**Excerpt to read**.
***
Will ‘ultra-high-rises’ cost more to maintain?

Higher per-unit expenses predicted in condo buildings 50 storeys and up
Thursday, March 15, 2018
By Michelle Ervin

The new and growing crop of buildings rising 50 storeys and up in Toronto will be more complicated and consequently more costly to maintain, one engineer is warning. She is not alone in her assessment.

But at least one major developer is not convinced that the people who buy units in buildings of this height will automatically pay a premium for upkeep. Its president says ease of maintenance very much factors into the design and construction of tall multi-residential towers, and he points to concrete examples of how.

If others are less interested in thinking through how end-users are going to repair and replace major equipment, there is nothing in the Ontario Building Code that would force them to — yet. A guideline for building durability that is due to become a standard could establish design requirements for maintainability.

In the meantime, however, condo corporations governing existing buildings of 50 storeys and up have to fund the reserve accounts used for major repairs and replacements based on current conditions.
***
**Given information**.
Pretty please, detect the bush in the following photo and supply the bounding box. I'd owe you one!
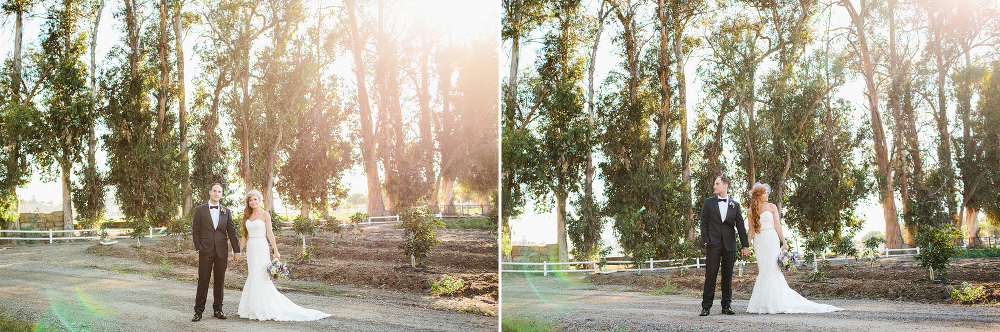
***
**Requirement 1**. According to the article on ultra-high-rises, which buildings in Toronto does one engineer expect to cost more to maintain?
**Requirement 2**. What details appear in the lines of the ultra-high-rise article that come before its first paragraph? List each one.
**Requirement 3**.
Do these statements agree with the ultra-high-rise article? Answer yes or no for each, and quote the words from the article that decide it.
(a) The engineer who warns about higher maintenance costs is a woman.
(b) The Ontario Building Code already requires developers to plan for how major equipment will be repaired and replaced.
(c) Condo corporations in existing buildings of 50 storeys and up fund their reserve accounts based on current conditions.

**Exercise solution 1**. The new and growing crop of buildings rising 50 storeys and up.

**Exercise solution 2**.
- Headline: Will ‘ultra-high-rises’ cost more to maintain?
- Subheading: Higher per-unit expenses predicted in condo buildings 50 storeys and up
- Date: Thursday, March 15, 2018
- Byline: By Michelle Ervin

**Exercise solution 3**.
(a) Yes: "She is not alone in her assessment."
(b) No: "there is nothing in the Ontario Building Code that would force them to — yet."
(c) Yes: "have to fund the reserve accounts used for major repairs and replacements based on current conditions."